### TASK TO CARRY OUT
Write out exactly the lines running from the one with "Objective — set a marker on each instance of the metal" to the end of the data, including both of those lines and excluding pictures.

### RECORDS
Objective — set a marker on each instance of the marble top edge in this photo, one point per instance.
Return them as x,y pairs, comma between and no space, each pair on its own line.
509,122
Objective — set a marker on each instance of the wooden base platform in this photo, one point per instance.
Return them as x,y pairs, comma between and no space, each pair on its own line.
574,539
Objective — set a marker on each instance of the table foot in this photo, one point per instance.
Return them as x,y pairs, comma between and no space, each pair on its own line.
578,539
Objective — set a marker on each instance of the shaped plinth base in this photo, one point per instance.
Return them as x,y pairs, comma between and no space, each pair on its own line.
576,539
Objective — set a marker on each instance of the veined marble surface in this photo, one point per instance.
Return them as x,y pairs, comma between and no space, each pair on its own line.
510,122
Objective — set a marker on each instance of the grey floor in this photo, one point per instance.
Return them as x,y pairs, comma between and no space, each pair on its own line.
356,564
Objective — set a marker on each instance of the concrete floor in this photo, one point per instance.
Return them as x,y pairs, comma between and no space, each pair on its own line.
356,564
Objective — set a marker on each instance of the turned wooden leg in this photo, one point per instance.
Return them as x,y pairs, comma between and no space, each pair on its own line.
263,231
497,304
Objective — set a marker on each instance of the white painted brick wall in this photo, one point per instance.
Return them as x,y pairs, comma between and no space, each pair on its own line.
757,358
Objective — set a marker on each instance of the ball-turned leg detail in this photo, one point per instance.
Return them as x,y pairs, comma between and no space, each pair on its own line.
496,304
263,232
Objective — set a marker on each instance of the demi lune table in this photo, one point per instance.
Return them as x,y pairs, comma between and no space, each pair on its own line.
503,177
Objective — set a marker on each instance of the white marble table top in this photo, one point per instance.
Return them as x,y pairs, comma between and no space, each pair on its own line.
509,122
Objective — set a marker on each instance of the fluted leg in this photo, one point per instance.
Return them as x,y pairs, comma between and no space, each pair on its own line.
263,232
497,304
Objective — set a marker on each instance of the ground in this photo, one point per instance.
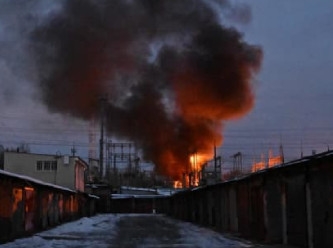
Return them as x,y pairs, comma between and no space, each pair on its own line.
129,231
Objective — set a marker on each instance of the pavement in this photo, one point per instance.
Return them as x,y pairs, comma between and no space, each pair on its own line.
132,231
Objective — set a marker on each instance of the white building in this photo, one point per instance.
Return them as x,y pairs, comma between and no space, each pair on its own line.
63,170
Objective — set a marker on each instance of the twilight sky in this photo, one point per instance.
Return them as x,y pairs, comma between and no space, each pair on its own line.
293,88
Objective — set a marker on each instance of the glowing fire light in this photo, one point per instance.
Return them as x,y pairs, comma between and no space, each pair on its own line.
177,184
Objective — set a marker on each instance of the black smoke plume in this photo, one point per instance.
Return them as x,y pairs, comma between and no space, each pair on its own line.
171,72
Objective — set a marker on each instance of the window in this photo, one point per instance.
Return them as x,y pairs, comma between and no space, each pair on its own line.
39,165
47,165
53,165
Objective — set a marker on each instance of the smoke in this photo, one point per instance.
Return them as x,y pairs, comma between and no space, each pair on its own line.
171,73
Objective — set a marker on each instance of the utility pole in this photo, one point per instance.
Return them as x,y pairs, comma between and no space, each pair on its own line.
73,150
101,140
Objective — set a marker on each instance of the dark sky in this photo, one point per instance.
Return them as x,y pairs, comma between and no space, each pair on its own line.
295,86
293,89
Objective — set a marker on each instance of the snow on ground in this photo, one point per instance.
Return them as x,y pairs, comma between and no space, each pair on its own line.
101,231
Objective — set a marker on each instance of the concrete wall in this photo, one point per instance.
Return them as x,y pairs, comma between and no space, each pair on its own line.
27,206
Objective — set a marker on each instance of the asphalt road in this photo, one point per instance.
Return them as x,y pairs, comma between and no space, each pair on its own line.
131,231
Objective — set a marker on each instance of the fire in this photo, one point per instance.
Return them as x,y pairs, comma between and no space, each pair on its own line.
177,184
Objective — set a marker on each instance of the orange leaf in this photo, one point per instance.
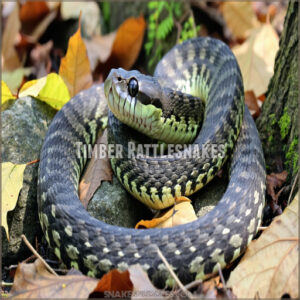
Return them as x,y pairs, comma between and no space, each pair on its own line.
183,212
114,281
128,41
32,11
126,46
75,67
35,281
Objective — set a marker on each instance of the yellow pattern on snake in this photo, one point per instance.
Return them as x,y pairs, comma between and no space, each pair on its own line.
167,107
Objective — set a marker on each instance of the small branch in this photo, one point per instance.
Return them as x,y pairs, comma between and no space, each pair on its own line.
293,187
29,259
37,255
181,286
193,284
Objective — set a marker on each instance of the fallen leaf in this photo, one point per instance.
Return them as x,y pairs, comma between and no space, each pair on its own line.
239,17
182,212
5,93
90,15
75,67
35,281
50,89
269,268
252,103
128,42
257,67
275,181
142,286
126,47
99,48
10,58
33,11
40,57
41,27
12,182
98,170
15,78
114,282
264,11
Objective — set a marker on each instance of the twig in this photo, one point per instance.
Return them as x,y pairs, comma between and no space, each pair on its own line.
293,187
181,286
193,284
29,259
33,162
37,255
187,286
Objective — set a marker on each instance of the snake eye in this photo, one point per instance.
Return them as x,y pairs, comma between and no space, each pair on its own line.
133,87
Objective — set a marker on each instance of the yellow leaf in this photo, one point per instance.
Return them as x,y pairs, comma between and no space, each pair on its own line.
50,89
240,18
183,212
5,93
75,67
269,268
256,57
12,182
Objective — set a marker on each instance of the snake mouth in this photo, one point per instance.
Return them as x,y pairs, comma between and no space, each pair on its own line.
130,111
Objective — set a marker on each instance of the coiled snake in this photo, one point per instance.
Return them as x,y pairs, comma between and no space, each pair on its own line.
202,67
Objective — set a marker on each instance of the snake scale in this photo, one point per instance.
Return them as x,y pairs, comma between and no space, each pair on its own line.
201,67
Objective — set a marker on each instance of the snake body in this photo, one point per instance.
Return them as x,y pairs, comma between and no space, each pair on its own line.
201,67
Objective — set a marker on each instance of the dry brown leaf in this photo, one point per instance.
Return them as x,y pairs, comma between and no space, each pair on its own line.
42,26
252,103
128,42
269,268
142,286
75,67
98,170
256,57
126,47
182,213
10,56
239,17
40,57
35,281
32,11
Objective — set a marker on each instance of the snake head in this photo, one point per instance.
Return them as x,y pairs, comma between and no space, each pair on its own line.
135,99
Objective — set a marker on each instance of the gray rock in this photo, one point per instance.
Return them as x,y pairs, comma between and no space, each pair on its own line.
24,125
113,205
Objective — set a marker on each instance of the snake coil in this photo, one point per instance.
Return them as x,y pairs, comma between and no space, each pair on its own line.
193,249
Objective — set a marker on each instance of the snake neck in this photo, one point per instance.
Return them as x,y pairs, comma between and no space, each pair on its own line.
163,114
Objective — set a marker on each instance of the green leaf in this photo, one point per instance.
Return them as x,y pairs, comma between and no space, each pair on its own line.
12,182
50,89
165,27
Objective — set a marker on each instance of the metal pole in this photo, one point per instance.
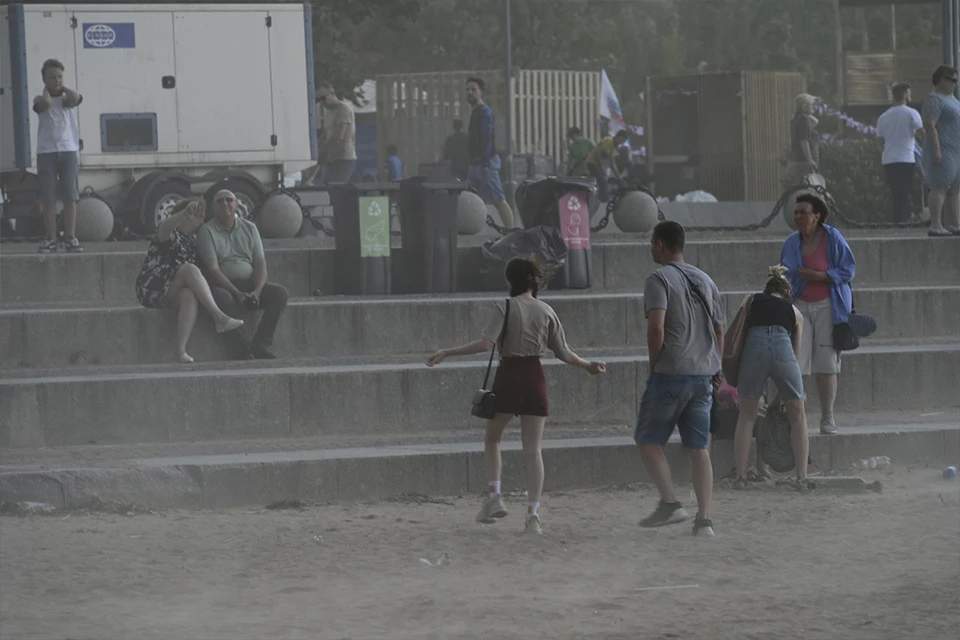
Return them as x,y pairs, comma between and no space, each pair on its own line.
508,76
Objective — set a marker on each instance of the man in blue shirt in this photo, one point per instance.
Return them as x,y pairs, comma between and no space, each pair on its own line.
484,172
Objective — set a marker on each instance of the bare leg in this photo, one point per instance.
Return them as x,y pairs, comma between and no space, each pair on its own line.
827,390
506,214
70,219
186,319
936,202
491,445
659,469
531,433
188,276
702,481
951,209
744,434
797,416
50,220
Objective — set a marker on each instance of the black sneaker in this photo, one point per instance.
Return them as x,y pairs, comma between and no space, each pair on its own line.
666,513
703,527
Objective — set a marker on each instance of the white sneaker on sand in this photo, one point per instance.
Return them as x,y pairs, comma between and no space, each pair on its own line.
493,508
229,325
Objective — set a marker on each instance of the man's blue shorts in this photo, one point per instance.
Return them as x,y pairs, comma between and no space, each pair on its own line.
485,179
670,400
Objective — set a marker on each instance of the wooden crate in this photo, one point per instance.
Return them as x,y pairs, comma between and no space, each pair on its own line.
867,77
731,128
416,111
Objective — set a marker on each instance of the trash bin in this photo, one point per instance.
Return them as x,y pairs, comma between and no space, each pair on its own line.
564,202
428,236
361,220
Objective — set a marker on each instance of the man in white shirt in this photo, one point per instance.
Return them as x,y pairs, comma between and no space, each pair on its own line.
898,126
58,151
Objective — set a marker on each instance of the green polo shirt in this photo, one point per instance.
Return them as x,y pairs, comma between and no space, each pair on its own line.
232,249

### FINISHED EXERCISE
Objective — set a marker on each instance of the metal pole in this photo, one point per instance.
Return them as x,y pairs, comma between and no space, each pair on its own line.
508,76
Objective — set a marker on each instance of the man in blue shirt in this photo, one point per instance.
Return them as x,y pairs, comma between and no space, each pair on its own line.
484,172
Objective — set a marker on each instance of the bare leg in this photo, one point per instance.
Return them as x,y pairs, comma between and no space, each pair on its own line.
827,390
506,214
70,219
186,319
936,202
491,445
659,469
531,433
188,276
702,481
951,209
744,434
797,416
50,220
Objective — set a marker on each instance of the black sneaker in this photo, one point per instance.
Return them as x,y pairs, comma between and no space, each pair on its own line.
666,513
703,527
Objective — set a marker on each instance of the white sneaker on sand in this photo, one point per instance.
Return them as x,y pairs, comma between and no space, each pair on its own line.
493,508
229,325
Objective — set a marker on each instance of the man's blue shorts in this photo, one point per instance.
Return them as x,y pairs, comma between and no space, each pair on its own line.
485,179
670,400
Objective — set a marker on each instance of the wooden crate in this photo, one point per instance.
Return them as x,y pairs, comma between and no space, each pair on its own line.
867,77
731,128
416,111
Objective — set a marker on each instance of the trash bin in this photo, one point per instance.
Return them as x,y pairs, comma between and no space, each pair on its own line.
564,202
428,236
361,220
Objective — set a marker on each instance of the man in white shirt in this photo, one point per instance.
Return them as x,y pairs, comma between and no space, each pair on its own line.
898,126
58,151
Objective — set a marker on each instance of the green polo shirt in this photo, one point per instance.
Return them as x,y pairs, comma between and no space, each pair on its own line.
232,249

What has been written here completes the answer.